◆ **Stated goal**
Copy out every line of text from the items below, word for word, leaving out the pictures.

[Point labeling items]
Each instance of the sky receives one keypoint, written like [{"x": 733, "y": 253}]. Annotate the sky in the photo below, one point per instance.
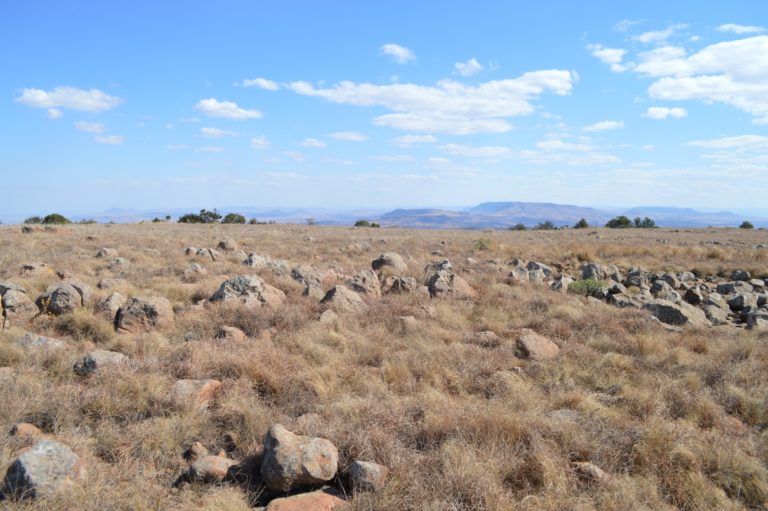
[{"x": 349, "y": 104}]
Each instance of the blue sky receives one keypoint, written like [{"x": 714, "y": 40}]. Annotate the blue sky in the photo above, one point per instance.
[{"x": 393, "y": 104}]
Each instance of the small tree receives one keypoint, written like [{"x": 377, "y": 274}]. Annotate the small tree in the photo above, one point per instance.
[
  {"x": 233, "y": 218},
  {"x": 581, "y": 224},
  {"x": 620, "y": 222}
]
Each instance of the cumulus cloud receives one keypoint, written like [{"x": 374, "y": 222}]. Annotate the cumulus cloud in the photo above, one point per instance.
[
  {"x": 449, "y": 106},
  {"x": 662, "y": 112},
  {"x": 313, "y": 142},
  {"x": 349, "y": 136},
  {"x": 604, "y": 125},
  {"x": 468, "y": 68},
  {"x": 70, "y": 98},
  {"x": 740, "y": 29},
  {"x": 217, "y": 133},
  {"x": 90, "y": 127},
  {"x": 399, "y": 54},
  {"x": 261, "y": 83},
  {"x": 109, "y": 139},
  {"x": 226, "y": 110}
]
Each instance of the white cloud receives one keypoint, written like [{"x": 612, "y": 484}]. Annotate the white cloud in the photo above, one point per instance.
[
  {"x": 399, "y": 54},
  {"x": 349, "y": 136},
  {"x": 71, "y": 98},
  {"x": 261, "y": 83},
  {"x": 90, "y": 127},
  {"x": 217, "y": 133},
  {"x": 604, "y": 125},
  {"x": 740, "y": 29},
  {"x": 409, "y": 140},
  {"x": 468, "y": 68},
  {"x": 659, "y": 36},
  {"x": 226, "y": 110},
  {"x": 662, "y": 112},
  {"x": 449, "y": 106},
  {"x": 260, "y": 142},
  {"x": 109, "y": 139},
  {"x": 610, "y": 56},
  {"x": 313, "y": 142}
]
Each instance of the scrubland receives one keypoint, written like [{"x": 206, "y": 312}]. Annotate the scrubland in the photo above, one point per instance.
[{"x": 676, "y": 420}]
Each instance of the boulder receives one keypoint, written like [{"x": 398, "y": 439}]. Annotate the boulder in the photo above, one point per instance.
[
  {"x": 42, "y": 470},
  {"x": 290, "y": 460},
  {"x": 677, "y": 314},
  {"x": 367, "y": 476},
  {"x": 98, "y": 360},
  {"x": 535, "y": 346},
  {"x": 249, "y": 290},
  {"x": 141, "y": 314}
]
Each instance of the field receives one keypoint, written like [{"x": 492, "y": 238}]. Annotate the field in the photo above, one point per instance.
[{"x": 672, "y": 419}]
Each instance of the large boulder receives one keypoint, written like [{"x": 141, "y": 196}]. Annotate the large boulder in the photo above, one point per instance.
[
  {"x": 141, "y": 314},
  {"x": 291, "y": 460},
  {"x": 42, "y": 470},
  {"x": 249, "y": 290},
  {"x": 677, "y": 314}
]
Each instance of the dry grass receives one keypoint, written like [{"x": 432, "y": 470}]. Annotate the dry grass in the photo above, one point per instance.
[{"x": 677, "y": 420}]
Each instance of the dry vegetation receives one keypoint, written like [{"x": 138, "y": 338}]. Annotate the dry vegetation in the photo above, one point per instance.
[{"x": 676, "y": 419}]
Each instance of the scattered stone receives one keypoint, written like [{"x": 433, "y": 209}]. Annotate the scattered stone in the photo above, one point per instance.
[
  {"x": 535, "y": 346},
  {"x": 141, "y": 314},
  {"x": 291, "y": 460},
  {"x": 42, "y": 470}
]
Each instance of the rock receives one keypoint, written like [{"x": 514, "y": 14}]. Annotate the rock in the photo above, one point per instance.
[
  {"x": 210, "y": 469},
  {"x": 390, "y": 263},
  {"x": 97, "y": 360},
  {"x": 227, "y": 245},
  {"x": 142, "y": 314},
  {"x": 677, "y": 314},
  {"x": 343, "y": 299},
  {"x": 249, "y": 290},
  {"x": 367, "y": 476},
  {"x": 104, "y": 253},
  {"x": 42, "y": 470},
  {"x": 535, "y": 346},
  {"x": 34, "y": 341},
  {"x": 321, "y": 500},
  {"x": 194, "y": 394},
  {"x": 291, "y": 460},
  {"x": 366, "y": 283}
]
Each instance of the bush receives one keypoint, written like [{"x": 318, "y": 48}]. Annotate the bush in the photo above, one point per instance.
[
  {"x": 233, "y": 218},
  {"x": 586, "y": 286},
  {"x": 581, "y": 224},
  {"x": 620, "y": 222},
  {"x": 56, "y": 219}
]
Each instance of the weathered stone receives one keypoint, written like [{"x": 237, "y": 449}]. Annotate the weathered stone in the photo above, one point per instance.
[
  {"x": 42, "y": 470},
  {"x": 291, "y": 460},
  {"x": 535, "y": 346},
  {"x": 367, "y": 476},
  {"x": 97, "y": 360},
  {"x": 141, "y": 314},
  {"x": 249, "y": 290},
  {"x": 194, "y": 394}
]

◆ **Result of the task**
Each instance of the sky receives one keypoint, written like [{"x": 733, "y": 253}]. Annotate the sky in the photo below, one point per instance.
[{"x": 349, "y": 104}]
Each instance of the blue sky receives one keypoint, written like [{"x": 714, "y": 40}]. Annotate the blue sky in the photo above, one point per instance.
[{"x": 393, "y": 104}]
Each instance of the small tree receives one keypoint, written like [{"x": 377, "y": 274}]. Annotate the small tree in the photo above, one point per instance.
[
  {"x": 233, "y": 218},
  {"x": 581, "y": 224},
  {"x": 620, "y": 222}
]
Each instance of the cumulus cloud receives one keypoint, written like [{"x": 374, "y": 222}]. Annotate the cumulus cloud in the photo above, one point per instance.
[
  {"x": 449, "y": 106},
  {"x": 662, "y": 112},
  {"x": 313, "y": 142},
  {"x": 349, "y": 136},
  {"x": 604, "y": 125},
  {"x": 468, "y": 68},
  {"x": 70, "y": 98},
  {"x": 740, "y": 29},
  {"x": 217, "y": 133},
  {"x": 90, "y": 127},
  {"x": 399, "y": 54},
  {"x": 261, "y": 83},
  {"x": 109, "y": 139},
  {"x": 226, "y": 110}
]
Each instance of the white cloud receives one keypoint, written like [{"x": 612, "y": 484}]. Annotate the white cloud in the photo above, one point per instance.
[
  {"x": 399, "y": 54},
  {"x": 349, "y": 136},
  {"x": 71, "y": 98},
  {"x": 261, "y": 83},
  {"x": 90, "y": 127},
  {"x": 217, "y": 133},
  {"x": 604, "y": 125},
  {"x": 740, "y": 29},
  {"x": 409, "y": 140},
  {"x": 468, "y": 68},
  {"x": 659, "y": 36},
  {"x": 226, "y": 110},
  {"x": 662, "y": 112},
  {"x": 449, "y": 106},
  {"x": 260, "y": 142},
  {"x": 109, "y": 139},
  {"x": 610, "y": 56},
  {"x": 313, "y": 142}
]
Each instance of the scrubland receives one keypoint, written like [{"x": 206, "y": 312}]. Annotate the scrubland in the photo above, one point per instance.
[{"x": 676, "y": 420}]
Each instance of the boulder receives one keypoint, written like [{"x": 398, "y": 439}]. Annotate the boulder in the photo above, one point per instance.
[
  {"x": 42, "y": 470},
  {"x": 290, "y": 460},
  {"x": 677, "y": 314},
  {"x": 367, "y": 476},
  {"x": 98, "y": 360},
  {"x": 535, "y": 346},
  {"x": 249, "y": 290},
  {"x": 141, "y": 314}
]
Each instance of the field receives one keypoint, written like [{"x": 492, "y": 238}]. Annotate the field in the photo above, one point per instance.
[{"x": 672, "y": 419}]
Each instance of the large boulder receives one keypoint, written like [{"x": 141, "y": 196}]. Annotate the large boulder in the photo above, one point per instance.
[
  {"x": 141, "y": 314},
  {"x": 291, "y": 460},
  {"x": 42, "y": 470},
  {"x": 249, "y": 290},
  {"x": 677, "y": 314}
]
Each instance of the dry grass receives one keypoint, written like [{"x": 432, "y": 470}]. Annotate the dry grass in the photo above, one point per instance.
[{"x": 677, "y": 420}]
Each instance of the dry vegetation receives one keypoint, written like [{"x": 138, "y": 338}]. Annotate the dry vegetation in the photo above, one point per instance.
[{"x": 676, "y": 419}]
Each instance of the scattered stone receives one keypoint, written like [{"x": 433, "y": 209}]. Annotate the scattered stone in the photo above, one point per instance.
[
  {"x": 535, "y": 346},
  {"x": 141, "y": 314},
  {"x": 291, "y": 460},
  {"x": 42, "y": 470}
]
Each instance of the rock receives one keypoint, written like [{"x": 514, "y": 14}]. Annotate the rock in the photo above, one point per instance.
[
  {"x": 210, "y": 469},
  {"x": 390, "y": 263},
  {"x": 97, "y": 360},
  {"x": 227, "y": 245},
  {"x": 142, "y": 314},
  {"x": 677, "y": 314},
  {"x": 343, "y": 299},
  {"x": 249, "y": 290},
  {"x": 367, "y": 476},
  {"x": 104, "y": 253},
  {"x": 42, "y": 470},
  {"x": 535, "y": 346},
  {"x": 34, "y": 341},
  {"x": 321, "y": 500},
  {"x": 194, "y": 394},
  {"x": 291, "y": 460},
  {"x": 366, "y": 283}
]
Each instance of the bush receives one keypoint, written like [{"x": 318, "y": 48}]. Annotate the bush in the photo above, one point per instance.
[
  {"x": 233, "y": 218},
  {"x": 586, "y": 286},
  {"x": 581, "y": 224},
  {"x": 620, "y": 222},
  {"x": 56, "y": 219}
]
Each instance of the weathered stone receives one keypoint, written like [{"x": 237, "y": 449}]. Annotate the weathered stone in the photo above, one point per instance.
[
  {"x": 42, "y": 470},
  {"x": 291, "y": 460},
  {"x": 535, "y": 346},
  {"x": 367, "y": 476},
  {"x": 97, "y": 360},
  {"x": 141, "y": 314},
  {"x": 249, "y": 290},
  {"x": 194, "y": 394}
]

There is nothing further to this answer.